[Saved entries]
◇ ◇ ◇
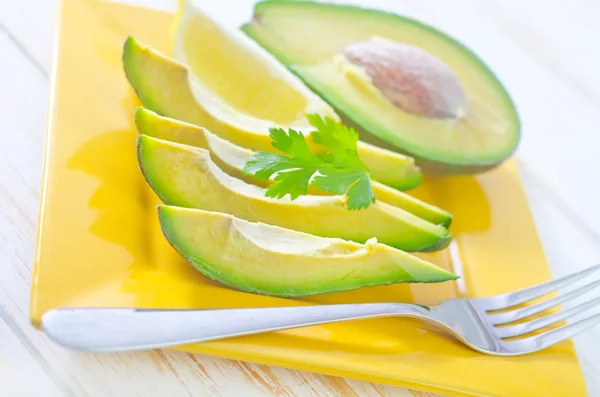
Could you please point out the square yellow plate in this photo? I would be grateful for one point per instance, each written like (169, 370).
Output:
(99, 243)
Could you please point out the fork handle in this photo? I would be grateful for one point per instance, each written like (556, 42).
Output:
(96, 330)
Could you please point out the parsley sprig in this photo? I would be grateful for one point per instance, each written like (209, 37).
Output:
(337, 170)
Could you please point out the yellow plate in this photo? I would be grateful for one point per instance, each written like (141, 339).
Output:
(99, 242)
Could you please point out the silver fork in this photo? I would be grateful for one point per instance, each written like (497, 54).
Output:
(473, 321)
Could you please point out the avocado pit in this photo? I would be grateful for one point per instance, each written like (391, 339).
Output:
(411, 78)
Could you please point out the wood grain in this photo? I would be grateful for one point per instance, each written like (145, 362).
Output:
(551, 72)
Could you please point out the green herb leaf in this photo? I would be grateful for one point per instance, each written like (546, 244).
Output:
(338, 170)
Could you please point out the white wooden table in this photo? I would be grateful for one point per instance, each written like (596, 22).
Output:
(547, 52)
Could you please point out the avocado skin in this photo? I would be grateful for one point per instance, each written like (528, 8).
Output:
(163, 162)
(213, 270)
(426, 163)
(144, 67)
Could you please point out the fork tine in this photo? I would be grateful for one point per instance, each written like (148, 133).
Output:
(518, 314)
(542, 341)
(534, 325)
(514, 298)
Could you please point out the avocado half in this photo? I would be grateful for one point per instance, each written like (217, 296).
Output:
(413, 88)
(185, 176)
(162, 85)
(270, 260)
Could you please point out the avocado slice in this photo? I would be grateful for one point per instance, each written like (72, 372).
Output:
(232, 158)
(271, 260)
(162, 85)
(185, 176)
(410, 86)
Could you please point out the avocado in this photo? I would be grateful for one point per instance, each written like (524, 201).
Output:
(408, 84)
(185, 176)
(232, 158)
(162, 85)
(270, 260)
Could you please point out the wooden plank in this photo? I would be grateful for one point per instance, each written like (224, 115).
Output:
(540, 64)
(22, 109)
(21, 373)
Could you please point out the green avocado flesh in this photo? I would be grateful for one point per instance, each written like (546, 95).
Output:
(185, 176)
(232, 158)
(162, 85)
(309, 38)
(270, 260)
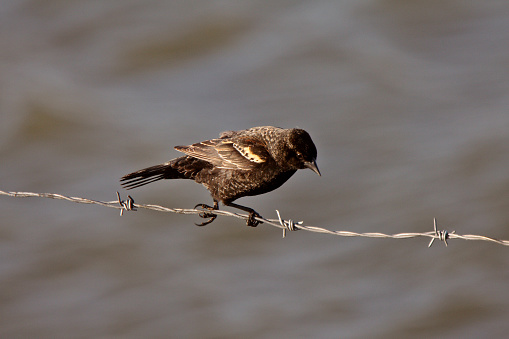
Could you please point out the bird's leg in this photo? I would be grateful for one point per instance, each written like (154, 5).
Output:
(251, 221)
(205, 215)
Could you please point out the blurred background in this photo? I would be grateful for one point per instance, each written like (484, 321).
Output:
(407, 102)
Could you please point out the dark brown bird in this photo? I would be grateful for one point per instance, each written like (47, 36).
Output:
(240, 163)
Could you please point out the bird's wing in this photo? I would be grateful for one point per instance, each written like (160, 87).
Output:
(227, 153)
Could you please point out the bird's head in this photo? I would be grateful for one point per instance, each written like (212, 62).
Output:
(302, 150)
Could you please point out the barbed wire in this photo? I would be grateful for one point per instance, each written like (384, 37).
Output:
(285, 225)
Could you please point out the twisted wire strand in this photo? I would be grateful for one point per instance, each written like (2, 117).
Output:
(285, 225)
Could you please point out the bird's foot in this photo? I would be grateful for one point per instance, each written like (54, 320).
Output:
(251, 221)
(206, 215)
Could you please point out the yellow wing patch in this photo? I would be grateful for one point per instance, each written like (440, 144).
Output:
(248, 153)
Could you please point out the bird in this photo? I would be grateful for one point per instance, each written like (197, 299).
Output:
(239, 163)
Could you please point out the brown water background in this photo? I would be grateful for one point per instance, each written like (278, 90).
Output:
(407, 102)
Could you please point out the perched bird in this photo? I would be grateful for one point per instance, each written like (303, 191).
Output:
(237, 164)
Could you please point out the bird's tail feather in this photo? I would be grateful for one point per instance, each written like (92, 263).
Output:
(151, 174)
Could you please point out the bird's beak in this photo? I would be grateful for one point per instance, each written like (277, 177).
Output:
(312, 166)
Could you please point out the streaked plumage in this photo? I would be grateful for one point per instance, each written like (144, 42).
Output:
(238, 163)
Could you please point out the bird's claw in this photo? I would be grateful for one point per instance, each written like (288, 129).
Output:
(251, 221)
(206, 215)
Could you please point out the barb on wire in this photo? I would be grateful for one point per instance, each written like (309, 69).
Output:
(285, 225)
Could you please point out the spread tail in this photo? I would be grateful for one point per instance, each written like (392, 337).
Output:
(150, 174)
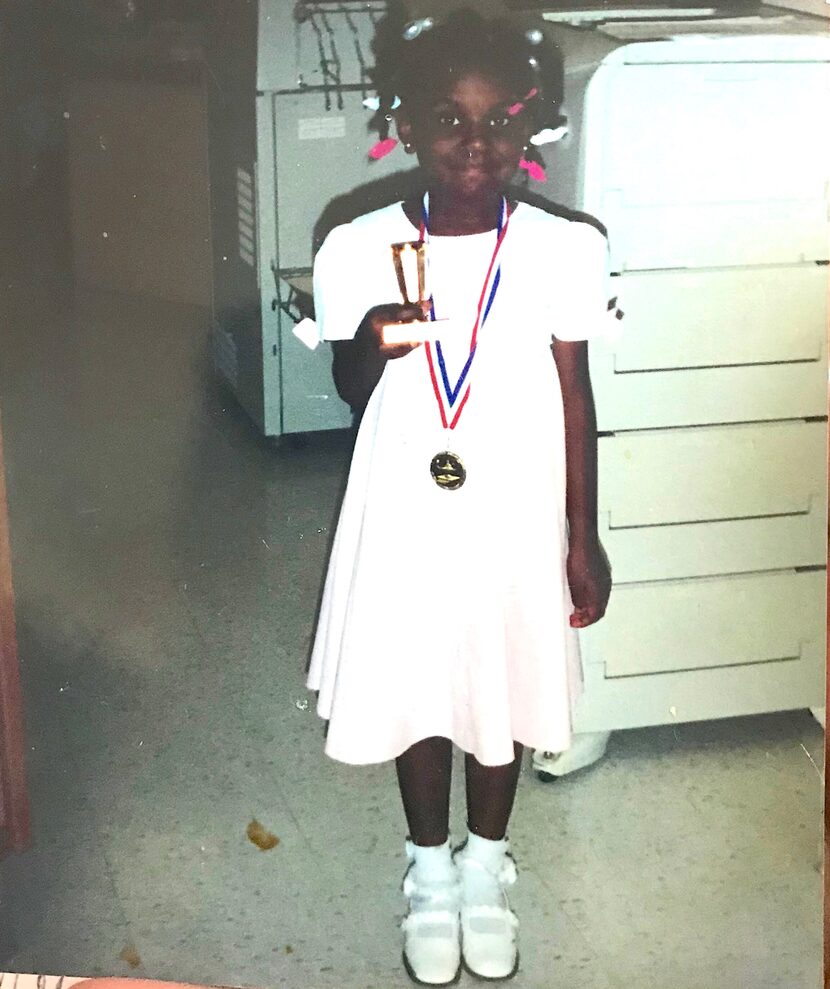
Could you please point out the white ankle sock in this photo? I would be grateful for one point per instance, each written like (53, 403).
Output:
(490, 853)
(433, 861)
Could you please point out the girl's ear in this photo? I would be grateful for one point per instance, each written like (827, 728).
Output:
(404, 128)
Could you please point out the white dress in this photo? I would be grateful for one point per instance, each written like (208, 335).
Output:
(446, 612)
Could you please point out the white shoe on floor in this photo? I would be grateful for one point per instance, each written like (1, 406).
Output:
(432, 938)
(489, 928)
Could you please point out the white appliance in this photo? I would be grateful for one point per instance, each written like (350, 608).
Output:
(704, 148)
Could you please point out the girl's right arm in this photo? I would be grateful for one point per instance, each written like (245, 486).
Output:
(359, 363)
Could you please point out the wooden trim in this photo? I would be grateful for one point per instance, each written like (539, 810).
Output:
(825, 877)
(14, 803)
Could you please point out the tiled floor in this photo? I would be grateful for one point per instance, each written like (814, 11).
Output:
(168, 563)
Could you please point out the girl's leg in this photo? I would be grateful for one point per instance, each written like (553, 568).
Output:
(486, 868)
(490, 794)
(432, 942)
(424, 773)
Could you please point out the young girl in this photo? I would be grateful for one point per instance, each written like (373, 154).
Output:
(466, 554)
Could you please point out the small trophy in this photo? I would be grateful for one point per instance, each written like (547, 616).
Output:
(410, 268)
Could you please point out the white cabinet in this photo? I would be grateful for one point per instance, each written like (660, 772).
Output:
(708, 160)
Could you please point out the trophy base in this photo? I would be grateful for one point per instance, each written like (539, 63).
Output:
(417, 331)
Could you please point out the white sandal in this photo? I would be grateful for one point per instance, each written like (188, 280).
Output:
(432, 938)
(489, 928)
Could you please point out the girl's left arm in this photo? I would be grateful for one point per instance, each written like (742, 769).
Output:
(589, 575)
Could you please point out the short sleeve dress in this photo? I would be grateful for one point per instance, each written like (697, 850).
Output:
(445, 612)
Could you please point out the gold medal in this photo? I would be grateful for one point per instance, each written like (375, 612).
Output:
(447, 471)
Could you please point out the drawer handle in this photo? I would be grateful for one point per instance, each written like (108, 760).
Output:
(733, 518)
(713, 367)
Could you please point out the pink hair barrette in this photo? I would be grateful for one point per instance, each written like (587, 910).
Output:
(382, 148)
(533, 169)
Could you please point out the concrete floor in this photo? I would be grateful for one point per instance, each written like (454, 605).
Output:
(167, 567)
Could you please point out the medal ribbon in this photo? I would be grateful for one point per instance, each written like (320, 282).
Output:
(482, 312)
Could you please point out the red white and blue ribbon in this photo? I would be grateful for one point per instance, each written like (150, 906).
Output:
(452, 398)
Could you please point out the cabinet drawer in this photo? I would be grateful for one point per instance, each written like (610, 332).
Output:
(704, 549)
(714, 473)
(714, 346)
(678, 625)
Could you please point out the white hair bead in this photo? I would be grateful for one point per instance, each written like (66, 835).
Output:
(414, 28)
(549, 134)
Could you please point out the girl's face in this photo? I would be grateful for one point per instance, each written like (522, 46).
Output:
(467, 142)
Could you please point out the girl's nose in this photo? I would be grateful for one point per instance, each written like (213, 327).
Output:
(477, 136)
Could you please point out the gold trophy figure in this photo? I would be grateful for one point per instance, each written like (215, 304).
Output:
(409, 258)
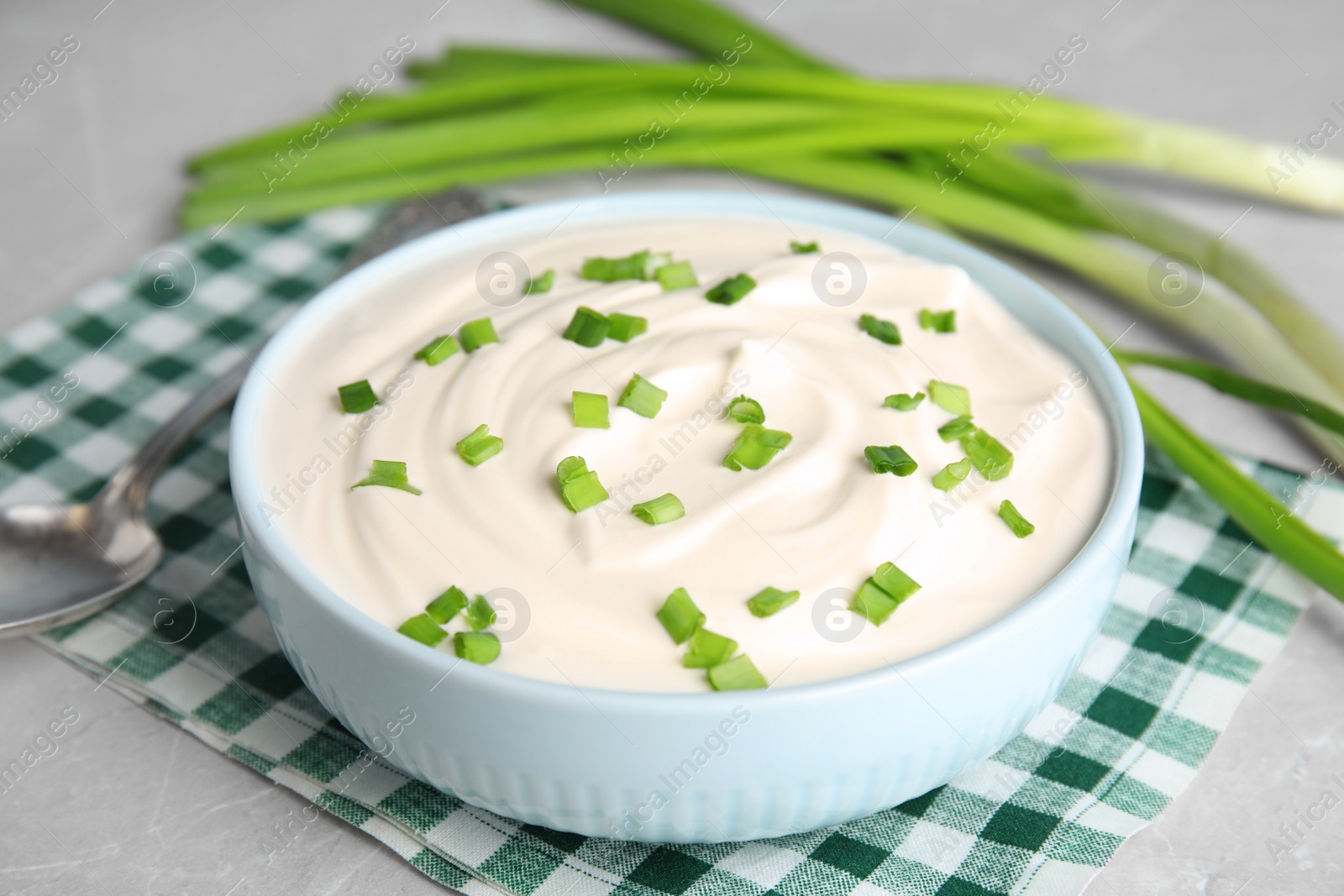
◇ ◇ ◇
WHAT IS NEEDED:
In your answer, print the entries above exactly, with the pictures left out.

YOUR SOLUTION:
Could you please point out the square yellow plate in this photo? I would be grateful for one point per instance, each written like (169, 370).
Output:
(99, 243)
Could you please point out the fork handle in this photo? I would be grateful for one point per instance, each written like (556, 42).
Output:
(96, 330)
Could you please point out the parsley sprig in this photo? I would be grateful for one point per instance, each written like (209, 37).
Output:
(337, 170)
Could you please point out the yellow plate in this photo? I would be grateful for one point per instance, each written like (141, 339).
Output:
(99, 242)
Could you please point out the silver fork in this photo? I would be grateful for one point per instance, each written like (497, 54).
Output:
(473, 321)
Could you please point out the avocado pit in this photo? I would be grateful for one point per instance, each written like (391, 339).
Output:
(411, 78)
Could you please point out the wood grain in this photo? I would be grateful for one point per instance, each written like (145, 362).
Output:
(551, 72)
Could you please point out the green herb leaf in this photo? I would be grateful for one point per instance, each written like (546, 244).
Output:
(338, 170)
Could you please point out the white wooden table in this photo? I would be grateful for one point per instance, each written like (596, 22).
Output:
(547, 52)
Could you please point out the avocado skin in this photo? I would be grateful for one point per instance, each written like (528, 8).
Output:
(163, 162)
(213, 270)
(426, 163)
(144, 67)
Could you please point out the fork tine in this photo? I would be grateful for one point per instance, each written like (148, 133).
Output:
(518, 314)
(542, 341)
(534, 325)
(514, 298)
Could you please point out the avocado half in this photo? I would be grateful for one point per instance, each written like (217, 296).
Output:
(413, 88)
(185, 176)
(162, 85)
(270, 260)
Could you please point out the avocado slice in this photo? I would be grateful for one point per instance, each written like (72, 372).
Output:
(232, 158)
(271, 260)
(162, 85)
(185, 176)
(410, 86)
Could you please point out the avocado in this photo? I would be grateful for one point per instance, each written like (524, 201).
Output:
(408, 84)
(185, 176)
(232, 158)
(162, 85)
(270, 260)
Could you please point out the wooden plank in this photo? I would be grateful for one point per instance, each written like (224, 115).
Output:
(540, 64)
(22, 109)
(21, 373)
Could you please point out the green avocado flesh in this photo? I would be grateful for one point per instance, each written like (546, 95).
Output:
(185, 176)
(232, 158)
(162, 85)
(309, 38)
(270, 260)
Could you please point out the bird's leg in this photo? I would be grateful for one point per instance, each written like (154, 5).
Output:
(251, 221)
(205, 215)
Could you please point out the blurred background in this photo? I would be grateful for one point per instance, each written like (484, 321).
Output:
(407, 102)
Could you please point out the dark brown bird in this photo? I would be grateful for one point per instance, each written like (47, 36).
Output:
(240, 163)
Could you please point out the bird's wing in this photo? I would be grateful for one point per instance, each written like (160, 87).
Output:
(227, 153)
Could you please point out the bird's head in this photo? I would be grateful for one point per instance, each written like (212, 62).
Output:
(302, 150)
Could you please point out the barbed wire in this photo? I would be grateful for one point per instance, each written like (384, 37).
Output:
(285, 225)
Could you please point out the twisted wire strand in this photo? I would be grateful for one point per instance, each written like (2, 117).
Output:
(285, 225)
Could you please point out the bird's foot in this photo? I would be grateful for one point per instance, each written like (54, 320).
Output:
(251, 221)
(206, 215)
Could you please point out the yellow wing patch in this photo? I would be grateful for one point per instance, each written like (440, 144).
Output:
(248, 153)
Could you please point out the bird in this photo? I would be grateful for one point per instance, each written like (197, 299).
Output:
(239, 163)
Could you please point out the brown water background in this photo? I would be grateful for one point per instance, each written like (278, 90).
Output:
(407, 102)
Could you please point out the perched bird in this photo? I would be grateful for one point per instance, each written like (303, 191).
Output:
(237, 164)
Could you please point out the bird's tail feather in this photo? I would be grateful for one point per instance, each written like (92, 263).
Output:
(151, 174)
Could you please point out the bird's beak in this photo? I would be grateful for one point per instance, each written like (277, 177).
Output:
(312, 166)
Could you please point out the streaked plumage in this photo? I would be grateful for one point per instance, each written like (144, 42).
Output:
(238, 163)
Could you please point out the bird's claw in this photo? I would be grateful for one point per instance, each written like (288, 129).
Output:
(251, 221)
(206, 215)
Could you please point out the barb on wire in this photo? I would be grateful for one point per instance, each written like (309, 69).
Output:
(285, 225)
Could you please point out the spread tail in this photo? I would be grateful for one point per instance, each written like (392, 337).
Output:
(150, 174)
Could you please point out the white ankle sock in this photo? I would be grateful for one point per instance, each written like (53, 403).
Output:
(490, 853)
(433, 861)
Could you please point out the girl's ear in this photo? I would be grateful for one point per instance, each written like (827, 728).
Output:
(404, 128)
Could you please point out the white dress in this photo? I would be grateful for one point per instance, each written like (208, 335).
Output:
(446, 612)
Could you please point out the white shoe on floor in this photo? I would be grateful for one point per instance, each written like (1, 406).
Output:
(432, 938)
(489, 928)
Could you please point out the white appliance in this photo? I would be grateful for one point per instance, each written like (350, 608).
Output:
(704, 148)
Could you please point out the girl's right arm in this photo? I would be grateful for one point per instance, each written like (245, 486).
Output:
(359, 363)
Could you please point out the wooden trim in this photo? I would be grateful for one point per instance, each written like (539, 810).
Output:
(825, 877)
(14, 803)
Could you please point out the tiled floor in this photo? I would be grateful for one point per instance, each written like (814, 11).
Output:
(168, 563)
Could you please point out the girl's leg in this photo? I would be grateful for one point per instance, each written like (553, 568).
Output:
(486, 868)
(490, 794)
(432, 942)
(424, 773)
Could you please point out the young girl in this photo? I would be grateful for one point per instance, each written like (373, 154).
Output:
(466, 554)
Could you please point out the small trophy in this photo? I would be grateful for one point per instance, each written like (547, 616).
Output:
(410, 268)
Could you please point out the white cabinet in this photo? I would be grateful for one point per instance, each written like (660, 772).
Output:
(708, 160)
Could you please point out the trophy base in this photo? I would be grateful for one point per instance, each written like (539, 63).
Output:
(417, 331)
Could you please point out the white sandal in this photo? I would be grateful for one point per instance, each written like (188, 280).
Output:
(432, 938)
(489, 928)
Could you please point out the girl's left arm in this photo? I would be grateful for one point per instance, each written like (742, 769).
Output:
(589, 575)
Could you please point out the short sleeve dress in this photo? I would be grateful for one point per instance, each written like (697, 850).
Output:
(445, 612)
Could you please point out the gold medal in this photo? I would be grateful for one point per instance, each written like (375, 612).
Output:
(447, 471)
Could you please point out the drawer handle in this photo? I would be grateful for one point per instance, each written like (108, 760).
Output:
(733, 518)
(713, 367)
Could you please point out the pink hair barrette in this photo? I would be grateful for one point per instance, each written like (587, 910).
Output:
(382, 148)
(533, 169)
Could you please point out the concrete floor in this photo? I would be grateful for one point per instance, each written like (454, 605).
Output:
(167, 567)
Could you please point out the medal ribbon in this photo? I would be grateful for one point per instance, each written like (320, 282).
Output:
(482, 312)
Could you please point out the red white and blue ribbon in this photo? I would be grateful for one point per instance, each written like (150, 906).
Output:
(452, 398)
Could you please point out the cabinet drawer in this photo? I would be grateful for one point per instance, each written like (610, 332).
Output:
(704, 549)
(714, 473)
(714, 346)
(678, 625)
Could you please point out the white hair bead in this photo? I would be grateful for one point per instance, each written like (66, 835).
Output:
(414, 28)
(549, 134)
Could you please point out the girl's face in this photo? I would be grateful for one point per instance, each written like (522, 46).
Output:
(467, 142)
Could you please point out the girl's nose in this photo? I would be grateful for one point per instance, each written like (213, 327).
Output:
(477, 136)
Could you please point out the gold trophy figure in this photo? I would be grateful for one point per instance, each written like (215, 304).
Output:
(409, 258)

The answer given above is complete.